• [KUTIPAN TEKS]:
────────
Depok, era.id - Video aksi penjarahan yang dilakukan sekelompok anak muda di toko baju Fernando, Jalan Sentosa, Depok, viral di media sosial. Dengan menggunakan senjata tajam, mereka menakuti karyawan toko yang sedang bekerja dan menjarah puluhan pakaian di toko tersebut.
Bermodal rekaman kamera CCTV, Polresta Depok langsung melakukan penyelidikan dan berhasil menangkap 26 orang yang terlibat penjarahan itu. Setelah itu, Polresta Depok menetapkan delapan tersangka, tiga di antaranya adalah perempuan. Bahkan, empat dari delapan tersangka itu positif mengomsumsi narkoba.
"Dari tujuh orang ini, yang usianya di bawah 18 tahun ada empat orang, yang tiga orang usianya di atas 18 tahun," ujar Kapolresta Depok, AKBP Didik Sugiarto, saat press release di kantor Polresta Depok, Selasa (26/12/2017).
Didik menjelaskan, anggota geng itu kerap konvoi dengan sepeda motor serta membawa senjata tajam. Kemudian, mereka melakukan tindakan kriminal seperti penjarahan hingga tawuran dan memilih target sasaran secara acak. Belakangan, diketahui kelompok ini gabungan dari geng bernama Jepang, RBR, dan Matador.
"Ketika ada sasaran yang berada di tempat sepi, maka akan dijadikan target," kata Didik.
Untuk penjarahan ini, kelompok tersebut sudah membagi tugas dan peran masing-masing dalam bertindak. Ada yang berperan masuk ke dalam toko dan menjarah, ada yang bertugas menunggu di motor, hingga ada yang menerima hasil jarahan.
"Nanti, hasil dari kejahatan itu dibagikan kepada anggota yang terlibat, dan sebagian ternyata disiapkan untuk bingkisan atau suvernir ketika komunitas ini mengundang komunitas lain yang akan bergabung," ucap Didik.
────────
Item yang tercantum dalam kumpulan data:
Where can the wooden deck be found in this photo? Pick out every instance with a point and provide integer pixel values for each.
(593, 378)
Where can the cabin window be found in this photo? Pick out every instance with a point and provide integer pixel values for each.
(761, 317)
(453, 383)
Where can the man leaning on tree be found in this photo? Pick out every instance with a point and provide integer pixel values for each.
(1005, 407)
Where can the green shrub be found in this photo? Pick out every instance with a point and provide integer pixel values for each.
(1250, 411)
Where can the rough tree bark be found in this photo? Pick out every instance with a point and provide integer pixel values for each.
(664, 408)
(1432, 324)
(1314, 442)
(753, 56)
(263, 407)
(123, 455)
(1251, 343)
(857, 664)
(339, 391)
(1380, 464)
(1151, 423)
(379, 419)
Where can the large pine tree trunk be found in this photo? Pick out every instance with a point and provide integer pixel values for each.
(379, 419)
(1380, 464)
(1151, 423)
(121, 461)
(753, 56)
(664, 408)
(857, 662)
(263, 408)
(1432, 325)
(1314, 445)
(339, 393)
────────
• [BAGIAN LATIHAN]:
A) Tentukan apakah setiap pernyataan berikut sesuai dengan berita penjarahan di Depok. Jawab ya atau tidak, lalu kutip kata-kata berita yang menentukan jawaban. (i) Polresta Depok menangkap 26 orang yang terlibat penjarahan. (ii) Semua tersangka yang ditetapkan adalah laki-laki. (iii) Kelompok pelaku merupakan gabungan dari tiga geng.
B) Ringkas paragraf dalam berita penjarahan di Depok yang diawali "Didik menjelaskan, anggota geng itu" menjadi daftar singkat. Pertahankan fakta-fakta pokoknya.
C) Cetak ulang tanpa perubahan bagian berita penjarahan di Depok mulai dari "Untuk penjarahan ini, kelompok" sampai "menerima hasil jarahan.".

• [JAWABAN TIAP TUGAS]:
A)
(i) Ya: "berhasil menangkap 26 orang yang terlibat penjarahan itu"
(ii) Tidak: "tiga di antaranya adalah perempuan"
(iii) Ya: "diketahui kelompok ini gabungan dari geng bernama Jepang, RBR, dan Matador"

B)
- Anggota geng sering konvoi dengan sepeda motor dan membawa senjata tajam.
- Mereka melakukan tindakan kriminal, seperti penjarahan dan tawuran.
- Target dipilih secara acak.
- Kelompok ini gabungan geng Jepang, RBR, dan Matador.

C)
Untuk penjarahan ini, kelompok tersebut sudah membagi tugas dan peran masing-masing dalam bertindak. Ada yang berperan masuk ke dalam toko dan menjarah, ada yang bertugas menunggu di motor, hingga ada yang menerima hasil jarahan.